Today there are no longer any grizzlies in the Dinkey Creek area, and the thickly growing pine trees of the current forest — the result of more than a century of industrial-scale logging and fire suppression — probably could not support too many grizzly bears. The more open, food-rich country where grizzlies thrived had been sustained by frequent cultural fires that were carefully planned and conducted by the Holkoma people of the area. The Gold Rush and Civil War-era commercial hunters who invaded Holkoma lands in the 1850s and '60s were followed by ranchers, soldiers, farmers, miners, loggers, hydroelectric dam and power-line builders, recreational hunters, anglers, equestrians, boaters, climbers, hikers, campers, and, eventually, forest rangers and firefighters. All these newcomers displaced Indigenous people, and thereby disrupted or destroyed their cycles of cultural fire, profoundly changing the landscape.

Before those changes, the Dinkey landscape – in fact, the whole, forested western slope of the Sierra Nevada – was maintained by strategic cultural burns. Mono and other Native firelighters used local topography, winds, and fuel characteristics to steer and time their fires near their settlements and along an intricate, interlacing trails network, creating a complex, patchy pattern of vegetation along creeks, in meadows, and in the uplands.

Cultural fire is a form of what is now often called prescribed fire, “the knowledgeable and skillful application of a planned ignition in specific environmental conditions (e.g., fuel moisture, temperature, smoke dispersion, topography etc.) to achieve [specific] resource objectives,” in the words of the Southern Sierra Prescribed Fire Council. Indigenous firelighters understand fire in the way that engineers understand electricity: as a dangerous, potentially lethal energy source that can be extremely useful when used carefully in a well-designed, well-planned fashion. Indigenous people have employed cultural fires since time immemorial to sustain plant and animal communities, including especially the cultural assets (food and materials, as well as aesthetic and spiritual resources) within those communities.

AIM OF THE TASK: Copy out the whole passage on cultural fire in the Dinkey Creek area word for word. You won't need the listing here.

DATASET RECORDS:

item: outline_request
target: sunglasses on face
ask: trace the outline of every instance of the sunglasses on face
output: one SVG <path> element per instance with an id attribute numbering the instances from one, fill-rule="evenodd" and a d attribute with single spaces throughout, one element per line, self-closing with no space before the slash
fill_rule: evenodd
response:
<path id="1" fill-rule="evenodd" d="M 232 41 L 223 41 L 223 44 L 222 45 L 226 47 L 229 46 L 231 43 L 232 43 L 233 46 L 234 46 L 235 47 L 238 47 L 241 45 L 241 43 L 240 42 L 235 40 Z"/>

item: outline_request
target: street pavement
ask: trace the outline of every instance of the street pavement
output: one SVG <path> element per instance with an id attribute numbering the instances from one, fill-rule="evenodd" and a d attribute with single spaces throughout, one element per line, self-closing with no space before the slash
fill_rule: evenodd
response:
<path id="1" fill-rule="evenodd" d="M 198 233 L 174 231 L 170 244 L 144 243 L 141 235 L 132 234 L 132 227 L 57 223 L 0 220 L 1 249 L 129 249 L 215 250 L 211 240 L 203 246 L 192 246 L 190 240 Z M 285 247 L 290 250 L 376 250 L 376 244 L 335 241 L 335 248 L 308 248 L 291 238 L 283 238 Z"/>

RESULT OF THE EXERCISE:
Today there are no longer any grizzlies in the Dinkey Creek area, and the thickly growing pine trees of the current forest — the result of more than a century of industrial-scale logging and fire suppression — probably could not support too many grizzly bears. The more open, food-rich country where grizzlies thrived had been sustained by frequent cultural fires that were carefully planned and conducted by the Holkoma people of the area. The Gold Rush and Civil War-era commercial hunters who invaded Holkoma lands in the 1850s and '60s were followed by ranchers, soldiers, farmers, miners, loggers, hydroelectric dam and power-line builders, recreational hunters, anglers, equestrians, boaters, climbers, hikers, campers, and, eventually, forest rangers and firefighters. All these newcomers displaced Indigenous people, and thereby disrupted or destroyed their cycles of cultural fire, profoundly changing the landscape.

Before those changes, the Dinkey landscape – in fact, the whole, forested western slope of the Sierra Nevada – was maintained by strategic cultural burns. Mono and other Native firelighters used local topography, winds, and fuel characteristics to steer and time their fires near their settlements and along an intricate, interlacing trails network, creating a complex, patchy pattern of vegetation along creeks, in meadows, and in the uplands.

Cultural fire is a form of what is now often called prescribed fire, “the knowledgeable and skillful application of a planned ignition in specific environmental conditions (e.g., fuel moisture, temperature, smoke dispersion, topography etc.) to achieve [specific] resource objectives,” in the words of the Southern Sierra Prescribed Fire Council. Indigenous firelighters understand fire in the way that engineers understand electricity: as a dangerous, potentially lethal energy source that can be extremely useful when used carefully in a well-designed, well-planned fashion. Indigenous people have employed cultural fires since time immemorial to sustain plant and animal communities, including especially the cultural assets (food and materials, as well as aesthetic and spiritual resources) within those communities.